_GIVEN DATA_:
•••••
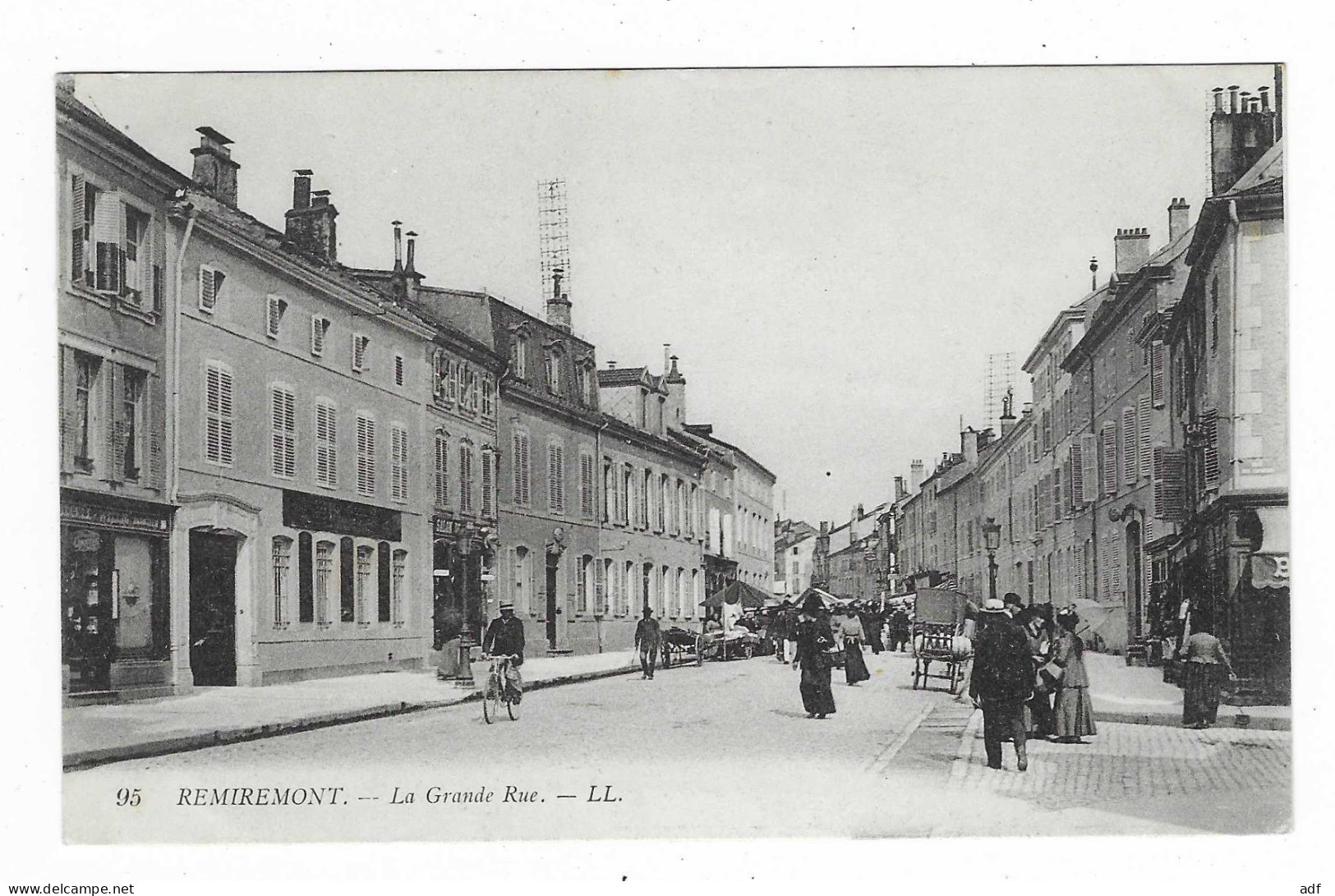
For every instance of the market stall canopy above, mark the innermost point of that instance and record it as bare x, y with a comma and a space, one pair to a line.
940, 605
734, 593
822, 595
•••••
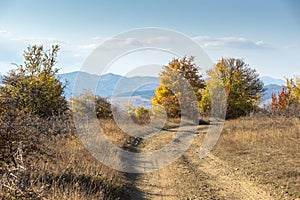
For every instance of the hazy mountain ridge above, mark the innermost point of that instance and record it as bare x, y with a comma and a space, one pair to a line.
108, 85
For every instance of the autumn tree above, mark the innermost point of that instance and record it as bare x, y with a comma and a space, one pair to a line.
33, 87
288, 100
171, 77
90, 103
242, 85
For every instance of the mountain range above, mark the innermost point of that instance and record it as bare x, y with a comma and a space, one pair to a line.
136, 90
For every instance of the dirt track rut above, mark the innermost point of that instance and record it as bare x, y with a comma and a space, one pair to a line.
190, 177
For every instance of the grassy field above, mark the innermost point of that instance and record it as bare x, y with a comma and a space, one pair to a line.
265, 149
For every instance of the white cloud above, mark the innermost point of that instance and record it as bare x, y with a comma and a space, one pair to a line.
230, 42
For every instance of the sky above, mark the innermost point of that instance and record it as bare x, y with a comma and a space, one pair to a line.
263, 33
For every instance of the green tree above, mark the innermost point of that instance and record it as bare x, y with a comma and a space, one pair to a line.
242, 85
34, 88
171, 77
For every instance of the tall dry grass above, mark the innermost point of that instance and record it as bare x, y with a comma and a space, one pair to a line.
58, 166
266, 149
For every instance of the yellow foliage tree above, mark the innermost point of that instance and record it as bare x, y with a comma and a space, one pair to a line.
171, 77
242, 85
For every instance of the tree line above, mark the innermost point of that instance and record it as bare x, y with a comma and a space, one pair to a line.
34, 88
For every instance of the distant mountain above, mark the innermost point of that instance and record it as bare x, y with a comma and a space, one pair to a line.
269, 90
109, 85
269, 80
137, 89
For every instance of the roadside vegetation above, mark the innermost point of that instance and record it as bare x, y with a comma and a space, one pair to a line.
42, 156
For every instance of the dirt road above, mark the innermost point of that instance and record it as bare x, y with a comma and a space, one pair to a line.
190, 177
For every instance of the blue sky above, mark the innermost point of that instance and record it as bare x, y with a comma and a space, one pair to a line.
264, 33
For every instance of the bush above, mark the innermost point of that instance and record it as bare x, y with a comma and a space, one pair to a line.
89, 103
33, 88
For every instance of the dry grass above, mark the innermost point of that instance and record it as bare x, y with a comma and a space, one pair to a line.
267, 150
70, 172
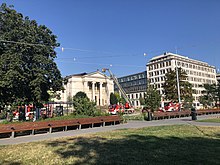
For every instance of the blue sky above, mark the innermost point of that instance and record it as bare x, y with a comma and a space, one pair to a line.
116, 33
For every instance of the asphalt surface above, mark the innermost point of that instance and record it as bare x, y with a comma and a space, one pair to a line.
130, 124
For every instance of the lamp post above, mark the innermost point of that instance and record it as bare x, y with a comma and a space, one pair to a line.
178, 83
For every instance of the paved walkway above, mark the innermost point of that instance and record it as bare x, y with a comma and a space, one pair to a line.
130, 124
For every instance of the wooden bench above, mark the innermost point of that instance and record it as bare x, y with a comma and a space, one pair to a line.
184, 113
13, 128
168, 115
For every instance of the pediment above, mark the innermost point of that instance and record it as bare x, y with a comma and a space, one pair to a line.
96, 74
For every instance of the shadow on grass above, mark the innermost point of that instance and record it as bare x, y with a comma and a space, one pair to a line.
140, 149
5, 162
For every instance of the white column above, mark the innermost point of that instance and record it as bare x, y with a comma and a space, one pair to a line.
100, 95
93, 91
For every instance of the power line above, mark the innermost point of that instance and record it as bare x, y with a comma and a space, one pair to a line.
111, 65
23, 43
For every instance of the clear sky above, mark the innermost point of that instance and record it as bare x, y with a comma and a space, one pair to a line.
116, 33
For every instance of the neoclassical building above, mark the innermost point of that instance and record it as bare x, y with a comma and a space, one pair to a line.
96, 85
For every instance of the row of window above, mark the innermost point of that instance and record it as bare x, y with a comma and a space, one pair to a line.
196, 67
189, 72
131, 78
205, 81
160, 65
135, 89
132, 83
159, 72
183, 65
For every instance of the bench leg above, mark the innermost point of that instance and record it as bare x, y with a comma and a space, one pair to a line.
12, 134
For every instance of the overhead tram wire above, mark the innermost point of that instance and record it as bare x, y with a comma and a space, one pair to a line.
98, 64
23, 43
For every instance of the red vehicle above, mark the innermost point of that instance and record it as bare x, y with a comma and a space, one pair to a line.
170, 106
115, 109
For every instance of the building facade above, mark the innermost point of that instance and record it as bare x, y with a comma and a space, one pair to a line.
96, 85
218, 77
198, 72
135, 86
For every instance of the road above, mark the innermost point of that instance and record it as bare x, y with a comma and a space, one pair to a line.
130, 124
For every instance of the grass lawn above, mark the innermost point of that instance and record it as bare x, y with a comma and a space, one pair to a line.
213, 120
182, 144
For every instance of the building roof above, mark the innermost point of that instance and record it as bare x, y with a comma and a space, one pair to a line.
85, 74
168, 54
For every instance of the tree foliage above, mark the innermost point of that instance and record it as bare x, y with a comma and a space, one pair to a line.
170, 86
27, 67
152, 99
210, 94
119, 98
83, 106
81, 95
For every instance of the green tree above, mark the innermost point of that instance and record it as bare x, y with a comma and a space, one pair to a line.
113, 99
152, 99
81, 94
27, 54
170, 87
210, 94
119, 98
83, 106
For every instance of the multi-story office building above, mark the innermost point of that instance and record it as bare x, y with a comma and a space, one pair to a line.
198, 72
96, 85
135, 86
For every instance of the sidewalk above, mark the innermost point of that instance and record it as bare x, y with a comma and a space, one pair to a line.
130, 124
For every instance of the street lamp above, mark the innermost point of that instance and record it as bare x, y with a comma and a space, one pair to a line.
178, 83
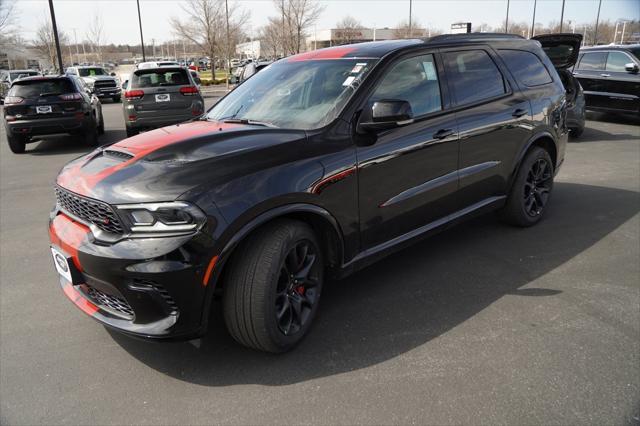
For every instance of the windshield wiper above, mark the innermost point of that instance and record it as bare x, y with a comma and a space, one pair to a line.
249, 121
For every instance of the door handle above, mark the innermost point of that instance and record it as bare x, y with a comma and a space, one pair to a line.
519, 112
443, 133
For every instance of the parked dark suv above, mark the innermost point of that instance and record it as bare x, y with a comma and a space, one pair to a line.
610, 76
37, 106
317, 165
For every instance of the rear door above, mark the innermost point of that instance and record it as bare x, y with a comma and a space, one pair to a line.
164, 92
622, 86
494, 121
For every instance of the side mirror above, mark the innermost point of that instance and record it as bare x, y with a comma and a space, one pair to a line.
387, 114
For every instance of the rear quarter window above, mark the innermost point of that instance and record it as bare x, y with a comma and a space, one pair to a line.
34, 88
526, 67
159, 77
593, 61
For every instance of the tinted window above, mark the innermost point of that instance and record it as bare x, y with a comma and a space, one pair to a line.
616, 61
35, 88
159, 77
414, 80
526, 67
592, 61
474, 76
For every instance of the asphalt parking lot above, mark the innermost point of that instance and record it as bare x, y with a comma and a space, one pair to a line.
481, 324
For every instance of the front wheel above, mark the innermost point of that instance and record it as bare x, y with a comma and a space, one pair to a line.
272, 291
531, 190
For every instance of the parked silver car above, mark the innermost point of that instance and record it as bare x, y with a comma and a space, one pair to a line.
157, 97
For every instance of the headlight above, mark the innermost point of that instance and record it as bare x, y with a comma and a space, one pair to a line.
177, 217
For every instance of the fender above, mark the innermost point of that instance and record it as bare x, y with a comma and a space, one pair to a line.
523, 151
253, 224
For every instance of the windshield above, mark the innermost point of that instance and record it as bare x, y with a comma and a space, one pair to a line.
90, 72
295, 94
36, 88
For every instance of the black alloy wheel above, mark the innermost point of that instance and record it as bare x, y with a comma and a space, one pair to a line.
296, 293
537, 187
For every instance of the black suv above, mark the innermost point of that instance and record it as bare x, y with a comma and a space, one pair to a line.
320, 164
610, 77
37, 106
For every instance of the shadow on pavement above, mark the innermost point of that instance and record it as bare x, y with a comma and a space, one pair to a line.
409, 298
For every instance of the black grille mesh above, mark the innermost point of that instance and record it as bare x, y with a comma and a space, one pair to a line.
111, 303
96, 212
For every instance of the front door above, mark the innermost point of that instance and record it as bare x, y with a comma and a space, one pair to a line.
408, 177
•••••
_GIVEN INSTRUCTION_:
Keep only the lines of the entries above that contain the string "asphalt", treating uppercase and lowercase as different.

_EXERCISE SOLUTION_:
For every instance of the asphalt surface above, mark the innermost point of that instance and record it as bare x, y with a comma and a space, one pair to a line.
For every instance of the asphalt parking lot above, mark the innermost point of that instance and record it as bare x, y with a comma and a space, one pair to a line.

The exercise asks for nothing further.